PROMPT 1
Please write out the records below exactly, everything from their first line down to the line containing "point(10, 169)", both of those lines included.

PASSAGE TO READ
++++++++++++++++++++

Oil and Gas Exploration Assets

All licence/project acquisitions, exploration and appraisal costs incurred or acquired on the acquisition of a subsidiary, are accumulated in respect of each identifiable project area.  These costs, which are classified as intangible fixed assets are only carried forward to the extent that they are expected to be recovered through the successful development of the area or where activities in the area have not yet reached a stage which permits reasonable assessment of the existence of economically recoverable reserves.

Pre-licence/project costs are written off immediately.  Other costs are also written off unless commercial reserves have been established or the determination process has not been completed.  Thus accumulated cost in relation to an abandoned area are written off in full to the statement of comprehensive income in the year in which the decision to abandon the area is made.

When production commences the accumulated costs for the relevant area of interest are transferred from intangible fixed assets to Property, Plant and Equipment as 'Developed oil and gas assets'.

Impairment of oil and gas exploration assets

Exploration/appraisal assets are reviewed regularly for indicators of impairment following the guidance in IFRS 6 'Exploration for and Evaluation of Mineral Resources' and tested for impairment where such indicators exist.

++++++++++++++++++++

PROMPT 2
Add the next part of the passage on oil and gas exploration assets above, picking up after its final sentence.

++++++++++++++++++++

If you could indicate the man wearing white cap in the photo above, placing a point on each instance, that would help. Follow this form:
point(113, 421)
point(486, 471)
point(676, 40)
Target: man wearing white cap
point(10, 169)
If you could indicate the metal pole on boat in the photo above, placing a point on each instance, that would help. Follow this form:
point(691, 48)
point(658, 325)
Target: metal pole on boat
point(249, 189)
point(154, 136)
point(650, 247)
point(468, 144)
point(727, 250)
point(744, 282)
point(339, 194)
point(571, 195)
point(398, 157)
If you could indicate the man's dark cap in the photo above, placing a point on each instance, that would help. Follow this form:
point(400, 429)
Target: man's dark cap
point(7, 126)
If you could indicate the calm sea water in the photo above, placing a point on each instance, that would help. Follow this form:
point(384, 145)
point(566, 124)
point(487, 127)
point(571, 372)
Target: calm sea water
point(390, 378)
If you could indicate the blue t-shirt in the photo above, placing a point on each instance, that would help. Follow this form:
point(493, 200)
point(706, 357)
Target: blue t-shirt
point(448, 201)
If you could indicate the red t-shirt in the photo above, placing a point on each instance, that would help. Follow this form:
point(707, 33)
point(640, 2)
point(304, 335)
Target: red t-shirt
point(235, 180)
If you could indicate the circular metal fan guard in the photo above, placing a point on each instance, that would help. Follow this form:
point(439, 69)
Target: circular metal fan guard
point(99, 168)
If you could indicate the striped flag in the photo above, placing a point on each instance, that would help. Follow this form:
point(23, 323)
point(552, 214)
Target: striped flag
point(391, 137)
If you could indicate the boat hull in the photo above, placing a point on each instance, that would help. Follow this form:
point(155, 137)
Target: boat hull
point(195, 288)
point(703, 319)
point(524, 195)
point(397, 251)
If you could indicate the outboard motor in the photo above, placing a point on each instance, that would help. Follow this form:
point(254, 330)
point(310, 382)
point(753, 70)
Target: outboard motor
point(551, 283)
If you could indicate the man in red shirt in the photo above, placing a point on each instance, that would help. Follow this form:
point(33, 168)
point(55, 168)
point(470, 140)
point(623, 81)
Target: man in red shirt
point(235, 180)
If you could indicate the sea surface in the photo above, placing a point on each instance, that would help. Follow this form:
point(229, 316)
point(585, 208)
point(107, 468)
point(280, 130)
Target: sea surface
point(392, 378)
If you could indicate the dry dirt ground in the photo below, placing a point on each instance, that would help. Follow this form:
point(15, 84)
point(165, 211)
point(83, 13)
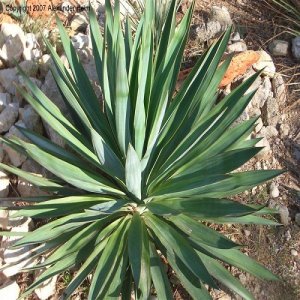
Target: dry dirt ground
point(259, 25)
point(271, 246)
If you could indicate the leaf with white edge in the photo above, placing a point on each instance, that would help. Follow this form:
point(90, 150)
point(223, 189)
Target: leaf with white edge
point(133, 172)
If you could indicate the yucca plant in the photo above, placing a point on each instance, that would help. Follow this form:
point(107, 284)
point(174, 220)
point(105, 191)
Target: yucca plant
point(145, 172)
point(289, 10)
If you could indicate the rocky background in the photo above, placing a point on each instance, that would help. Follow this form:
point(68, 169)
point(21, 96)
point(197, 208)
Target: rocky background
point(277, 248)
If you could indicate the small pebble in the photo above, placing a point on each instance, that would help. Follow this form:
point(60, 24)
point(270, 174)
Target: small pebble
point(274, 191)
point(284, 215)
point(288, 235)
point(294, 252)
point(247, 233)
point(297, 219)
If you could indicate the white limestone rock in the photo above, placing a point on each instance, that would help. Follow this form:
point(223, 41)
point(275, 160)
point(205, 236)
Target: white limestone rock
point(8, 77)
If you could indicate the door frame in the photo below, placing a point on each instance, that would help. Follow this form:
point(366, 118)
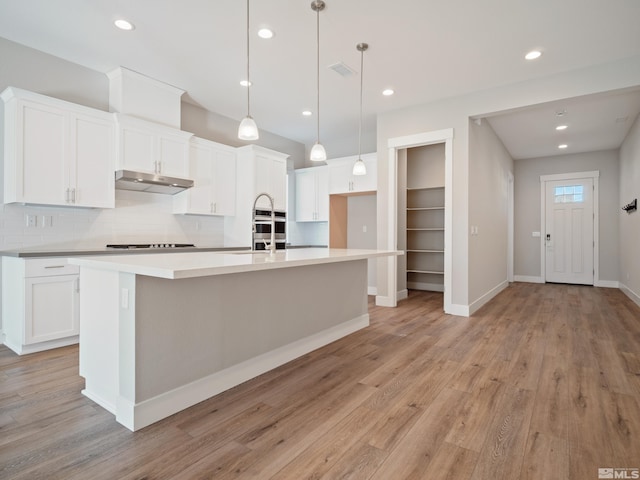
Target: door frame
point(595, 176)
point(418, 140)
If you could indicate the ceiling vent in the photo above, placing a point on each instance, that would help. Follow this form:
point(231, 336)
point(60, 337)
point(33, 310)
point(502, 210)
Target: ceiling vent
point(342, 69)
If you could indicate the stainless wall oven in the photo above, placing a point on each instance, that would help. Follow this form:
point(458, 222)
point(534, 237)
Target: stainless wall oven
point(262, 229)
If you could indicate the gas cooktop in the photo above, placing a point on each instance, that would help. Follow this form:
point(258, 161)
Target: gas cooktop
point(150, 245)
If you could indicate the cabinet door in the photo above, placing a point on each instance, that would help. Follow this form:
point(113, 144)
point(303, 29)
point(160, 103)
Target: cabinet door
point(271, 177)
point(306, 196)
point(93, 149)
point(279, 183)
point(172, 155)
point(52, 308)
point(201, 168)
point(322, 194)
point(42, 166)
point(224, 185)
point(137, 149)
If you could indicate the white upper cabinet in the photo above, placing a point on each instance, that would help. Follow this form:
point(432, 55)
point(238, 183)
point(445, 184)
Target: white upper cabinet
point(212, 167)
point(263, 171)
point(56, 152)
point(152, 148)
point(312, 194)
point(259, 170)
point(342, 180)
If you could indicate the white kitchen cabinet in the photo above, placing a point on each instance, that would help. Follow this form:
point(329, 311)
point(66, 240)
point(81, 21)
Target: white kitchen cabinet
point(259, 170)
point(342, 180)
point(152, 148)
point(212, 167)
point(56, 152)
point(40, 303)
point(312, 194)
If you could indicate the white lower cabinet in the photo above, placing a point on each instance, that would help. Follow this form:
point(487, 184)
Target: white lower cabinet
point(40, 303)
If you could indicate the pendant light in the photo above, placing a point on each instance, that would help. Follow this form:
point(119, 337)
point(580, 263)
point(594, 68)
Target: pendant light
point(359, 168)
point(318, 153)
point(248, 130)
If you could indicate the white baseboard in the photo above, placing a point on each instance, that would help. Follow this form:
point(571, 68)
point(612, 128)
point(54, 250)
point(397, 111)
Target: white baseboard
point(630, 293)
point(475, 306)
point(528, 279)
point(139, 415)
point(431, 287)
point(40, 347)
point(458, 310)
point(384, 301)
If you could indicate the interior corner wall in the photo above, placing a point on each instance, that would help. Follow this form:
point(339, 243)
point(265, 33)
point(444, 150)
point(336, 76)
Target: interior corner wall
point(218, 128)
point(528, 216)
point(630, 222)
point(489, 166)
point(454, 113)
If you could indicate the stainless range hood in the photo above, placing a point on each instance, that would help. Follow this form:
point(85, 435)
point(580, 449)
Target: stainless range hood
point(148, 182)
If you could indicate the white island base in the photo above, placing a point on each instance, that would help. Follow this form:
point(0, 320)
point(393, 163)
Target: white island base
point(151, 346)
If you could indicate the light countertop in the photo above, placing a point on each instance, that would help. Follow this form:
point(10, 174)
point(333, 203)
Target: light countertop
point(192, 264)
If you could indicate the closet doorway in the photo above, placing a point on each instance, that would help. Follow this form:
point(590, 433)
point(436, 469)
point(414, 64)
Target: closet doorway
point(420, 189)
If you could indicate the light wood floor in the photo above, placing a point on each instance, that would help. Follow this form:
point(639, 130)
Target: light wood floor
point(542, 383)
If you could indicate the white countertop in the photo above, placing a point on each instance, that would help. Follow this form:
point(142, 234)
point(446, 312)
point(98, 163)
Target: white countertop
point(196, 264)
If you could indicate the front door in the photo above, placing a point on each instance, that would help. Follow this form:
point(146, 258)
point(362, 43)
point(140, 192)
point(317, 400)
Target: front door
point(569, 237)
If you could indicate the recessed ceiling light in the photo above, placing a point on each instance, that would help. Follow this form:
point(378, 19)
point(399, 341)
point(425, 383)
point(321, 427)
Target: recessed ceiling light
point(265, 33)
point(123, 24)
point(533, 54)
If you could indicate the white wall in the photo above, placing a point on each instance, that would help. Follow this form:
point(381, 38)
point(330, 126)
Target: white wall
point(528, 216)
point(630, 222)
point(468, 277)
point(489, 168)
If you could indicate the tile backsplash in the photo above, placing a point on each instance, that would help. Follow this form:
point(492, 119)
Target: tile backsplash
point(138, 218)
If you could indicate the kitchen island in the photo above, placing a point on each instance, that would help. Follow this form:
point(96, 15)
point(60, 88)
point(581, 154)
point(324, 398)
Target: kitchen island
point(162, 332)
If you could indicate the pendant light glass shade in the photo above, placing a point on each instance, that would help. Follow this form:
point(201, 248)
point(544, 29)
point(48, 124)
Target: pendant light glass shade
point(318, 153)
point(359, 168)
point(248, 130)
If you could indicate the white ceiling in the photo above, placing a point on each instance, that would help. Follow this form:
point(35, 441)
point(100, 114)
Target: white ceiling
point(424, 49)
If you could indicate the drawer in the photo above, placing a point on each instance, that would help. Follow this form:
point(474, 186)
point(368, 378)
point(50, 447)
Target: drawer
point(46, 267)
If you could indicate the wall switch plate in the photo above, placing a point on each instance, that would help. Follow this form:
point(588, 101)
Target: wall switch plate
point(31, 220)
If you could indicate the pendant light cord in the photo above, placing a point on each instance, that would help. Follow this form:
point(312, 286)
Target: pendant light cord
point(361, 82)
point(248, 78)
point(318, 73)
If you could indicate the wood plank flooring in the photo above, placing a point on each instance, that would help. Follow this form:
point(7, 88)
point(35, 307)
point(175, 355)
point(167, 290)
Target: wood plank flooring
point(542, 383)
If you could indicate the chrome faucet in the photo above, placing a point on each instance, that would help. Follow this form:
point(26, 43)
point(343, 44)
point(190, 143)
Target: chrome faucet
point(272, 246)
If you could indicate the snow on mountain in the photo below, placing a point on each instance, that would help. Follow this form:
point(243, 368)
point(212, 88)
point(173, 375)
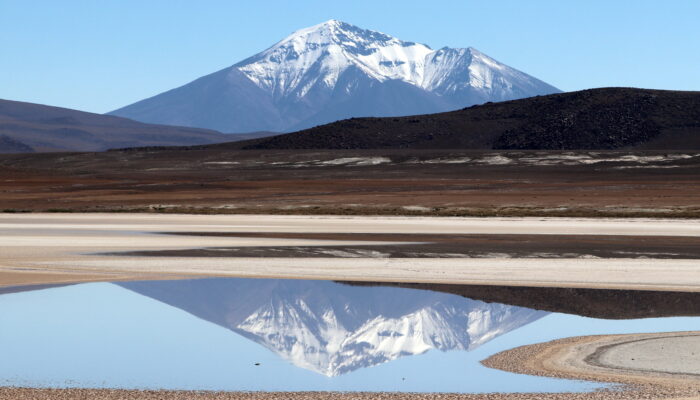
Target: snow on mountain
point(333, 329)
point(331, 71)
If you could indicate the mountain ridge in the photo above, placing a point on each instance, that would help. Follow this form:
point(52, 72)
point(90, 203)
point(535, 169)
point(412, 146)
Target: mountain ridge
point(318, 74)
point(593, 119)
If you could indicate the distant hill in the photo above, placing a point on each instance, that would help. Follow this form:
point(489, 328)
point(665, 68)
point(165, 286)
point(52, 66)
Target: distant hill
point(333, 71)
point(607, 118)
point(28, 127)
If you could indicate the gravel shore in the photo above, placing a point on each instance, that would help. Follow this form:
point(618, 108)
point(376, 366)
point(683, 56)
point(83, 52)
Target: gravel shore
point(107, 394)
point(580, 358)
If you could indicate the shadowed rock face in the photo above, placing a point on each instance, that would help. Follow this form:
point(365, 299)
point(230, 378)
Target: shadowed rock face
point(600, 119)
point(334, 329)
point(593, 303)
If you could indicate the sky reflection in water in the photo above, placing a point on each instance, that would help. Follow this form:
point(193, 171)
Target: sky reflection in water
point(306, 335)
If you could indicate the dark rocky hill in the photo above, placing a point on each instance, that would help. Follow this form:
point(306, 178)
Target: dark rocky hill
point(606, 118)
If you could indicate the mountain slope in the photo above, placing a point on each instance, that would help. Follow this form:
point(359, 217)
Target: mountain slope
point(332, 71)
point(608, 118)
point(27, 127)
point(334, 329)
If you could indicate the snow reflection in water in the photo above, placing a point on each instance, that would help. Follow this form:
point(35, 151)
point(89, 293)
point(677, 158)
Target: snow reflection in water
point(259, 334)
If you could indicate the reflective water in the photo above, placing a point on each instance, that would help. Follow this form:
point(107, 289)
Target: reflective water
point(248, 334)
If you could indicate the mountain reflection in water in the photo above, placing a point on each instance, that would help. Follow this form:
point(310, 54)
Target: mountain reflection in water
point(331, 328)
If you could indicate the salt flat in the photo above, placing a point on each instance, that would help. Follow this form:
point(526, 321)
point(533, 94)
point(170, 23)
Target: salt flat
point(76, 244)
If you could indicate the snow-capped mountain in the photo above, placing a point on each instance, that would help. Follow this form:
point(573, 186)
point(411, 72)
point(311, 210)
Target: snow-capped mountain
point(332, 71)
point(334, 329)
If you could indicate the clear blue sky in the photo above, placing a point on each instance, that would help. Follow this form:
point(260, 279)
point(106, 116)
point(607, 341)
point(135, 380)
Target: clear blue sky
point(100, 55)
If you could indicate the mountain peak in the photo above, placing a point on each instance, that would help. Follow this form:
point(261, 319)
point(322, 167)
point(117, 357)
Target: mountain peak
point(316, 57)
point(331, 71)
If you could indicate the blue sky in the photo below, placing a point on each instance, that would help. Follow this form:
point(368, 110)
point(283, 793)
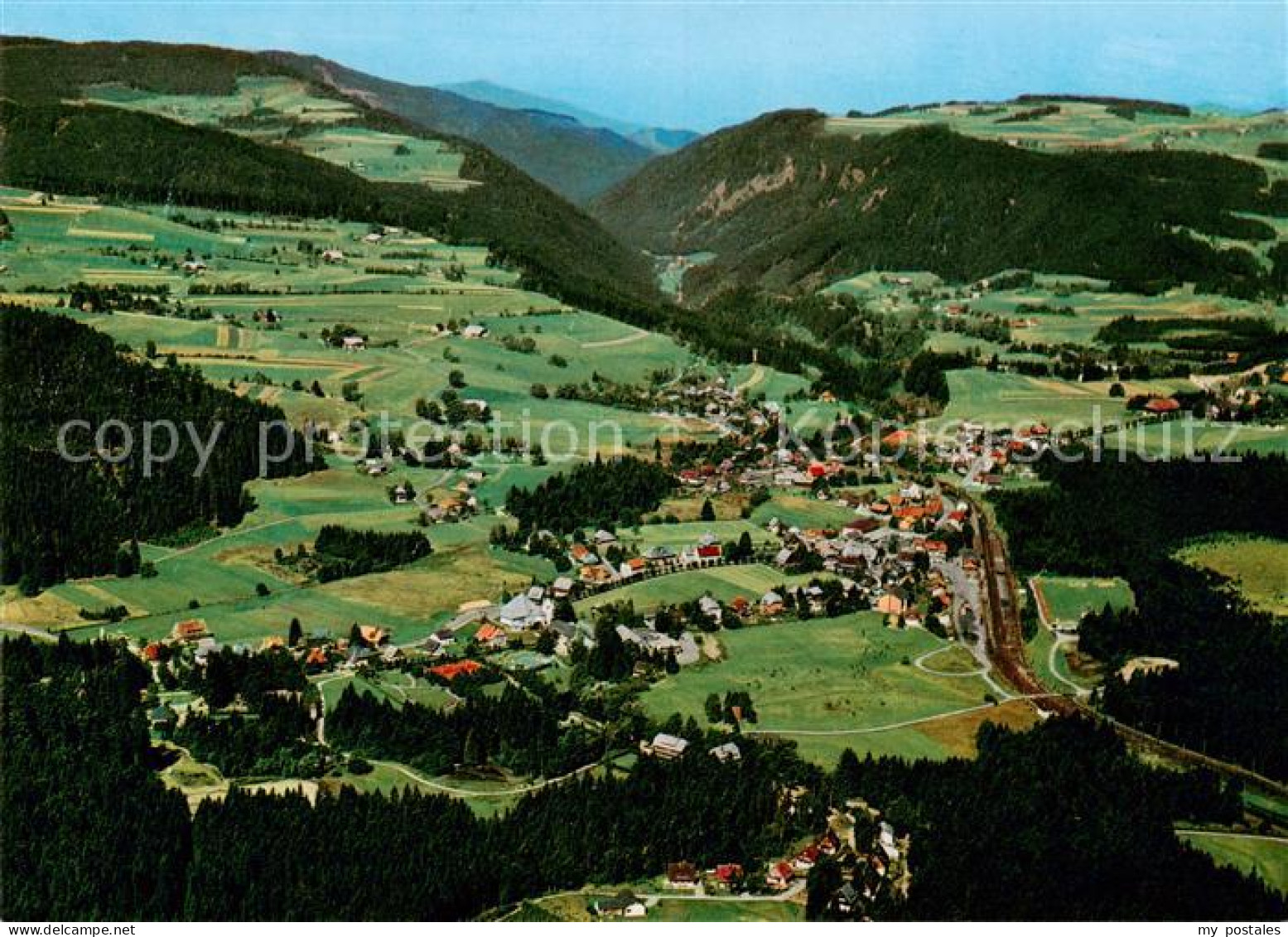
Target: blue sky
point(707, 65)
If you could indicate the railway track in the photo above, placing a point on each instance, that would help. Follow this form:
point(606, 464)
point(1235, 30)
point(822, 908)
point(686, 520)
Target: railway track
point(1005, 647)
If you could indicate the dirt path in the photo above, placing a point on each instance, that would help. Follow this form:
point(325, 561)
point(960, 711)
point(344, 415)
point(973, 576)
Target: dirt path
point(460, 791)
point(625, 341)
point(905, 723)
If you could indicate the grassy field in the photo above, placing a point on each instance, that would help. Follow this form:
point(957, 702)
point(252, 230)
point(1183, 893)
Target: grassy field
point(1083, 125)
point(393, 686)
point(576, 907)
point(1262, 857)
point(803, 510)
point(276, 259)
point(1014, 400)
point(1189, 436)
point(1064, 600)
point(731, 910)
point(824, 675)
point(1259, 568)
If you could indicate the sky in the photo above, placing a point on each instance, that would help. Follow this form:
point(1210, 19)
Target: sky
point(705, 65)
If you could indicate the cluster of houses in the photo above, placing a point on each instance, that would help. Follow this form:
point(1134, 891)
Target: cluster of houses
point(893, 552)
point(872, 857)
point(983, 456)
point(666, 746)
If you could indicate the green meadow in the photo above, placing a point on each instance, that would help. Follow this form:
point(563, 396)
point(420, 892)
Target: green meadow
point(1264, 857)
point(1257, 566)
point(724, 582)
point(851, 675)
point(1068, 598)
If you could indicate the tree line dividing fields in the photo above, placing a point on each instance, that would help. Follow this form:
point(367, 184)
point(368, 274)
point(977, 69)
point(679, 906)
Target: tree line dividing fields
point(1097, 844)
point(1126, 519)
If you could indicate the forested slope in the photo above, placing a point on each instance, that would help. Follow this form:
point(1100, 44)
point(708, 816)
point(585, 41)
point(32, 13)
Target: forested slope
point(784, 205)
point(65, 519)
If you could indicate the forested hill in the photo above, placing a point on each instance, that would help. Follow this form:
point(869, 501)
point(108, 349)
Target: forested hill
point(784, 205)
point(65, 519)
point(90, 150)
point(575, 160)
point(127, 155)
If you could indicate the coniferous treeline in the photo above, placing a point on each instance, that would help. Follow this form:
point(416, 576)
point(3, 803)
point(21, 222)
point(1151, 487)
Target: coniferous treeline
point(1126, 519)
point(599, 494)
point(65, 519)
point(89, 832)
point(1056, 823)
point(274, 740)
point(341, 552)
point(930, 199)
point(123, 155)
point(1060, 823)
point(519, 731)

++++++++++++++++++++

EXERCISE ANSWER 1
If you could indicate the man wearing white cap in the photo above, placing a point on each instance, that would help. Follow this form:
point(113, 421)
point(486, 471)
point(676, 40)
Target: man wearing white cap
point(10, 169)

EXERCISE ANSWER 2
In accordance with IFRS 6 the Group considers the following facts and circumstances in their assessment of whether the Group's oil and gas exploration assets may be impaired:

·      whether the period for which the Group has the right to explore in a specific area has expired during the period or will expire in the near future, and is not expected to be renewed;

·      whether substantive expenditure on further exploration for and evaluation of mineral resources in a specific area is neither budgeted nor planned;

·      whether exploration for and evaluation of oil and gas reserves in a specific area have not led to the discovery of commercially viable quantities of oil and gas and the Group has decided to discontinue such activities in the specific area; and

·      whether sufficient data exists to indicate that although a development in a specific area is likely to proceed, the carrying amount of the exploration and evaluation assets is unlikely to be recovered in full from successful development or by sale.

If any such facts or circumstances are noted, the Group, as a next step, perform an impairment test in accordance with the provisions of IAS 36.  In such circumstances the aggregate carrying value of the oil and gas exploration and assets is compared against the expected recoverable amount of the cash generating unit.  The recoverable amount is the higher of value in use and the fair value less costs to sell.

The Group has identified one cash generating unit, the Petišovci project in Slovenia.  Any impairment arising is recognised in the Income Statement for the year.

Where there has been a charge for impairment in an earlier period that charge will be reversed in a later period where there has been a change in circumstances to the extent that the discounted future net cash flows are higher than the net book value at the time.  In reversing impairment losses, the carrying amount of the asset will be increased to the lower of its original carrying values or the carrying value that would have been determined (net of depletion) had no impairment loss been recognised in prior periods.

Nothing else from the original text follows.